— Source extract —
-=-=-=-=-
The client concluded from this data that the safety culture had to be improved at its core from one that is controlled by management to one that is owned by everyone.
The audit results enabled the company to justify its request for funding the capital improvements they were seeking--their original goal. More important for the company, however, the study also elevated the significance of improving their safety culture. Members of the management team quickly responded to extinguish "near misses" and educate their workforce on safe working behaviors. Policy changes were promptly updated to enhance the vision of their safety program. The company should be commended for its positive response and "let's fix it" mentality.
Implications for Management and Staff
There is no denying that American industry has taken major strides toward improving workers' safety and continues to do so. Consider these commonplace aspects of a safety culture:
- Required training programs to heighten awareness of safety risks and educate employees on safe work practices
- Documented safe operating procedures
- Internal safety representatives and supervisors monitor behaviors and provide feedback
- Suggestion systems to improve safety
- Track safety performance with key high-visibility metrics
Despite all of these actions designed to prevent injury, accidents still happen. In some cases, the system may fail to anticipate a situation, so a safety gap exists. Structural gaps of this kind must be closed through appropriate corrective actions (e.g., new technology, new procedures, new training) that will make the safety system even more reliable in preventing accidents. When accidents occur because individuals knowingly expose themselves and others to unnecessary risks, the remedy must reside outside the safety system in the human resource processes that deal with ensuring adherence to work behavior standards. After a company has done all it can reasonably do to create a safe working environment, the employee must assume personal responsibility for complying with all safe operating practices. Consequences for willful non-compliance must be real.
-=-=-=-=-
— Listed entries —
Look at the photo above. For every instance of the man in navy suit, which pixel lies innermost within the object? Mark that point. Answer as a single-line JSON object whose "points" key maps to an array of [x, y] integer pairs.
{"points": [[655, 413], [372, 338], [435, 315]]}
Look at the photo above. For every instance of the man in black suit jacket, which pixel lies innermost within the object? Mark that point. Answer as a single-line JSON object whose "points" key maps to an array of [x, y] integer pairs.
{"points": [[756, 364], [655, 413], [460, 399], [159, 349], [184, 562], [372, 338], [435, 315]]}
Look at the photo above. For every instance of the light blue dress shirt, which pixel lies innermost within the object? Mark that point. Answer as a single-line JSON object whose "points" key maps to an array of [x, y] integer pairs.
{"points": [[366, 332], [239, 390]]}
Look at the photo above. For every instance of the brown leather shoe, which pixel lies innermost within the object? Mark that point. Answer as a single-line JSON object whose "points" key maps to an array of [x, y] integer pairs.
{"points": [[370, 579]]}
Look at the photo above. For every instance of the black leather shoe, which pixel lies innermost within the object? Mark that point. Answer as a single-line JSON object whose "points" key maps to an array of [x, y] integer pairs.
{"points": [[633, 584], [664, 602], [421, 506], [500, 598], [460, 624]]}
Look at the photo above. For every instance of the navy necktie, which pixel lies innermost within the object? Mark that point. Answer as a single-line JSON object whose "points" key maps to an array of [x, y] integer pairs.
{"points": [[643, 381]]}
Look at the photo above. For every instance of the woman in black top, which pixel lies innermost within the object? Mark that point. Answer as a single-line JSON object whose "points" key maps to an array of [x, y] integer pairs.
-=-=-=-=-
— Assigned task A —
Answer these questions from the safety culture passage:
(i) Into what kind of safety culture did the client conclude its culture had to be changed?
(ii) What was the company's original goal, which the audit results helped it justify?
(iii) Where does the passage say the remedy must reside when individuals knowingly expose themselves and others to unnecessary risks?
— Assigned task B —
Repeat, word for word, the stretch of the safety culture passage from "The client concluded" through "owned by everyone.".
— Assigned task C —
Proceed with the passage on workplace safety culture, picking up after its last sentence.

— Exercise result A —
(i) One that is owned by everyone, rather than one controlled by management.
(ii) Its request for funding the capital improvements it was seeking.
(iii) Outside the safety system, in the human resource processes that deal with ensuring adherence to work behavior standards.

— Exercise result B —
The client concluded from this data that the safety culture had to be improved at its core from one that is controlled by management to one that is owned by everyone.

— Exercise result C —
Workplace safety improvement begins with knowing what workers are actually doing. Which behaviors are compliant with existing safety standards and which behaviors pose potential hazards? An independent safety audit can play a beneficial role in assessing workplace safety and thereby help a company take its safety culture another step higher. An independent audit offers the following benefits:
- Provides fresh perspective by trained, neutral observer
- Spans all working hours for comprehensive evaluation
- Pinpoints specific aspects of safety system to improve
- Reinforces the company's safety commitment to the workforce
Many seemingly healthy people visit their doctor for an annual physical examination to detect early warning signs. In addition to checking heart rate, blood pressure, and running tests on blood samples, the doctor asks about behaviors that pose a risk to your health. If there is a problem, the patient wants to know early because it is almost always easier to overcome problems when they are small.
The same philosophy can apply to a company's safety culture. A routine safety audit by an independent auditor may reveal that all systems are working as they should. That is what we hope to find. On the other hand, what if disturbing clues are detected? Recognizing the presence of a potential problem is the first step in resolving it. The time to address such concerns is ASAP because it is much better to be safe than sorry.